───── Task input ─────

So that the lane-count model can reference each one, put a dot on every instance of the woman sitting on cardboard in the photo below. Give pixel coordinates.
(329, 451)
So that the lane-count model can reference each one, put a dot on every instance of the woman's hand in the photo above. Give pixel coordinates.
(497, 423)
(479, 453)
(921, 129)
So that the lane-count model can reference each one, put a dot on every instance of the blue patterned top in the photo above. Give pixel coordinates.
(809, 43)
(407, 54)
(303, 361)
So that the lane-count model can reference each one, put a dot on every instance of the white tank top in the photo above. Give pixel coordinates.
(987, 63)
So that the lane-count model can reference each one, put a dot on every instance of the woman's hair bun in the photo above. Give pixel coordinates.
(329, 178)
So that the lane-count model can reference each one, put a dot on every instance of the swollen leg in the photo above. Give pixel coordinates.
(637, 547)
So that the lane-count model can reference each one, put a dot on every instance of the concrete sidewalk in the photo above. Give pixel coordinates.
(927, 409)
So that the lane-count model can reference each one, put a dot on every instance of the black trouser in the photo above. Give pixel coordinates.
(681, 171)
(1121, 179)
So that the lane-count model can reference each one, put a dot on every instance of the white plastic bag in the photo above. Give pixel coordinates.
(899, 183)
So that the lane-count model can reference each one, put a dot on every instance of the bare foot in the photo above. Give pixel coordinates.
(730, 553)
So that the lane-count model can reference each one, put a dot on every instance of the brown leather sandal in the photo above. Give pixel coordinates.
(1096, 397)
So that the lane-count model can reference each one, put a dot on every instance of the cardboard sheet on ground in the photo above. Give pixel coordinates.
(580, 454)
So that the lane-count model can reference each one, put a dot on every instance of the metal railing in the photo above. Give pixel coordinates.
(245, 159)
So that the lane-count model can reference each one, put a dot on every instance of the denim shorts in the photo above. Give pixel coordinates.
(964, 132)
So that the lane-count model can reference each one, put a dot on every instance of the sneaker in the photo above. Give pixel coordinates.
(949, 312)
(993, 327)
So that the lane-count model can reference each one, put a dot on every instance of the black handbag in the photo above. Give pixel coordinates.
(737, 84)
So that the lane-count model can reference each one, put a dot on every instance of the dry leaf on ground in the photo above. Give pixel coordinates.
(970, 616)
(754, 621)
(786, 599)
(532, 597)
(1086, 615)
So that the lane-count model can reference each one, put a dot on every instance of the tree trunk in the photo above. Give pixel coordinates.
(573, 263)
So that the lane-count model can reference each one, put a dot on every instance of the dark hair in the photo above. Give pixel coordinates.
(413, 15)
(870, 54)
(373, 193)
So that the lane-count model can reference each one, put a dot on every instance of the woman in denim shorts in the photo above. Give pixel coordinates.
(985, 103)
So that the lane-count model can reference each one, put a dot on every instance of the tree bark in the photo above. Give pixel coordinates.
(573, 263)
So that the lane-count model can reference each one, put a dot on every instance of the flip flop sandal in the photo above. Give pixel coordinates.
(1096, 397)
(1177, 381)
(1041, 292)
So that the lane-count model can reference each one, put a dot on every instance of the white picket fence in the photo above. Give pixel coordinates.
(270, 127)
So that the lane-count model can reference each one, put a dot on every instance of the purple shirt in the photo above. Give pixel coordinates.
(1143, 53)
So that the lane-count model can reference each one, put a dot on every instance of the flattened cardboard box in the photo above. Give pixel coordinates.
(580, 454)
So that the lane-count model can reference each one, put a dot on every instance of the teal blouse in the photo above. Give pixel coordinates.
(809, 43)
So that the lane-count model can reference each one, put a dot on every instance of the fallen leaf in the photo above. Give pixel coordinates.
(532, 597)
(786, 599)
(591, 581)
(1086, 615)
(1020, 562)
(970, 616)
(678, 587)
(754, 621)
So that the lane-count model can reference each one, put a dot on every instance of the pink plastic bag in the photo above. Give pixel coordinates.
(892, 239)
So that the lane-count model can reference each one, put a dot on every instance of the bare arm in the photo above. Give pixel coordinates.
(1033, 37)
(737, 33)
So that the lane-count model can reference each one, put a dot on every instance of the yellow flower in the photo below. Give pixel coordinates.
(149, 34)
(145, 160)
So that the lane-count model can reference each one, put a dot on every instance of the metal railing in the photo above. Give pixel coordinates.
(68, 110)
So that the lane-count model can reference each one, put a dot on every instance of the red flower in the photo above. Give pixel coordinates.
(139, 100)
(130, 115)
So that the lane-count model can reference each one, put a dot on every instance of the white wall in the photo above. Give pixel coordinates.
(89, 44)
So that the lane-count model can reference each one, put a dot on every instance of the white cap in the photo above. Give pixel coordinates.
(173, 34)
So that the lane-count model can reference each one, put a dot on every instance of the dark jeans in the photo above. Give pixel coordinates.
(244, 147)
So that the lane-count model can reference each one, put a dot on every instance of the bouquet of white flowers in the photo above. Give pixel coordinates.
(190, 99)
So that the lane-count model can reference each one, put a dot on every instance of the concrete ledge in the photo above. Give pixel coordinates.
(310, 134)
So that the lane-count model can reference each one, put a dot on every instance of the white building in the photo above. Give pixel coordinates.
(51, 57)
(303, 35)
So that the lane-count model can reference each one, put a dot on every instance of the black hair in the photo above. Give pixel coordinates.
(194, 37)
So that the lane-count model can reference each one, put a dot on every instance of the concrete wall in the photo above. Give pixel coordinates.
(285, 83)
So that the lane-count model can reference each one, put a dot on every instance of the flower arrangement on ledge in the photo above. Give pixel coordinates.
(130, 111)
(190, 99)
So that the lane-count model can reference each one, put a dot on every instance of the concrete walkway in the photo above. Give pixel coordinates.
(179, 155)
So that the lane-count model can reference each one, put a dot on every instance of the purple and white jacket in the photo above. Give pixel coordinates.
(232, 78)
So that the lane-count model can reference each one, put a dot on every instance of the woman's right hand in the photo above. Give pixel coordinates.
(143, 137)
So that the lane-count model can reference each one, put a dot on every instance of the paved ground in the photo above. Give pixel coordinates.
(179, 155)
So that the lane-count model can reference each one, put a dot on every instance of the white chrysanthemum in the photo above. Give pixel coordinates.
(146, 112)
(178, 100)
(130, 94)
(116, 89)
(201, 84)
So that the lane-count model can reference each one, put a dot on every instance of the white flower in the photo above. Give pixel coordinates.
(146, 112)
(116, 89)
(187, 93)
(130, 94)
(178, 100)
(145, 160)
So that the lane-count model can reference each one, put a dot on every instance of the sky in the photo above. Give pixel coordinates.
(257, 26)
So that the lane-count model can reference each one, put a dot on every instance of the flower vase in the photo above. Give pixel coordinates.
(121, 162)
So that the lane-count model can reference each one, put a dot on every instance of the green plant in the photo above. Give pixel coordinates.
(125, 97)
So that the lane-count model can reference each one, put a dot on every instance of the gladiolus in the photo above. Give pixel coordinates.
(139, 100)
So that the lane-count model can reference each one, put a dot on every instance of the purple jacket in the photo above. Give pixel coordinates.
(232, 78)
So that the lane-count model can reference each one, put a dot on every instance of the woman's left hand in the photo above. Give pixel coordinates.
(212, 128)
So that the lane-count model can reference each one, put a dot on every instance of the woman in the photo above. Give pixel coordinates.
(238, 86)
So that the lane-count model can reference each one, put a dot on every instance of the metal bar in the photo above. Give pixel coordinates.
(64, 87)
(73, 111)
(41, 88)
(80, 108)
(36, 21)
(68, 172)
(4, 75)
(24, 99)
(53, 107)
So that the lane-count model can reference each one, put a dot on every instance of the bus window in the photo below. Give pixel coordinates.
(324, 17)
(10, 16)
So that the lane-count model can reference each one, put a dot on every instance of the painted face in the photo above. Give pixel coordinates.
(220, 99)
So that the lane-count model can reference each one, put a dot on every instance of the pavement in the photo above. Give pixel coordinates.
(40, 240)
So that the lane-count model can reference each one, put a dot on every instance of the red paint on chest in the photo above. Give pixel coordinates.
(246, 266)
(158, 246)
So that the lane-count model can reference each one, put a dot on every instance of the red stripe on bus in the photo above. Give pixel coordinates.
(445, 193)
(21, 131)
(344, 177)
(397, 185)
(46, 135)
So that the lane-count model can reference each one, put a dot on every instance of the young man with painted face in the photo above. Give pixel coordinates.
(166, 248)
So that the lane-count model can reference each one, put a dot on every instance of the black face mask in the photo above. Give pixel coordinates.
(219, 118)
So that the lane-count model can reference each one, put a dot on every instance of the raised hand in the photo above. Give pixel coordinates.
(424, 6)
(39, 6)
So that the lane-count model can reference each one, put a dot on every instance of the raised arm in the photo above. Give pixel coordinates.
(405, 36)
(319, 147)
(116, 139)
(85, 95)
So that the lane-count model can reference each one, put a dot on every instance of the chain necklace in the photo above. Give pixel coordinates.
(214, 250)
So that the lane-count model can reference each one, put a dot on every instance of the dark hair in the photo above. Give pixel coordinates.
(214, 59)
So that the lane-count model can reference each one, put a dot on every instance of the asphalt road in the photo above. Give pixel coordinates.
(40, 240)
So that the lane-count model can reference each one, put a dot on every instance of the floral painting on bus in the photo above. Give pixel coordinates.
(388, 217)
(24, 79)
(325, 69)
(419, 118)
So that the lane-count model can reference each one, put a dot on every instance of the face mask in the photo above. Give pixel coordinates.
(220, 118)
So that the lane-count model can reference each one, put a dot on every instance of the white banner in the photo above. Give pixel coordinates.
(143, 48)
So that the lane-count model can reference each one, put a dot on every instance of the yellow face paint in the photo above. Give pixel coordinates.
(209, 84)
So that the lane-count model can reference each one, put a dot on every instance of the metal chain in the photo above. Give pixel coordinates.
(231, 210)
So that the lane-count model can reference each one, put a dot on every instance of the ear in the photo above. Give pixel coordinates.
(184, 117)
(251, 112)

─────

**Goal**.
Take the lines above from the one holding "the raised arm" to the last and output them exactly.

**Output for this task**.
So that the lane-count model can reference each one, put a dot on every instance of the raised arm in the photo above. Give pixel coordinates.
(405, 36)
(319, 147)
(116, 139)
(85, 95)
So that the lane-count model can reference each one, put a dot on every instance of the chain necklace in the photo above. Give pixel coordinates.
(214, 250)
So that the lane-count model can reference each one, put a dot on every instance of the dark hair in the photo above. Give pixel coordinates.
(214, 59)
So that the lane-count model can reference each one, put a dot on every instance of the asphalt road in the photo above. Give pixel coordinates.
(40, 240)
So that the lane-count model can reference each one, put a dot on every instance of the floral painting on bus in the photo above. Give pixel coordinates.
(388, 217)
(24, 79)
(325, 69)
(419, 118)
So that the lane-count model can reference each one, put a dot on every instance of the face mask in the photo above. Give pixel coordinates.
(220, 118)
So that the lane-count model can reference each one, put a dot on every instance of the white banner in the photo above. Give pixel coordinates.
(143, 48)
So that the lane-count model can reference each one, put a dot on every instance of the yellow face paint in the photo above. Give pixel coordinates.
(209, 84)
So that the lane-count model can reference each one, put a dot on every instance of the metal chain in the photo above. Give pixel coordinates.
(231, 210)
So that the lane-count model can reference each one, put a dot on every instance of the ear in the photo above. Give pixel coordinates.
(184, 117)
(251, 112)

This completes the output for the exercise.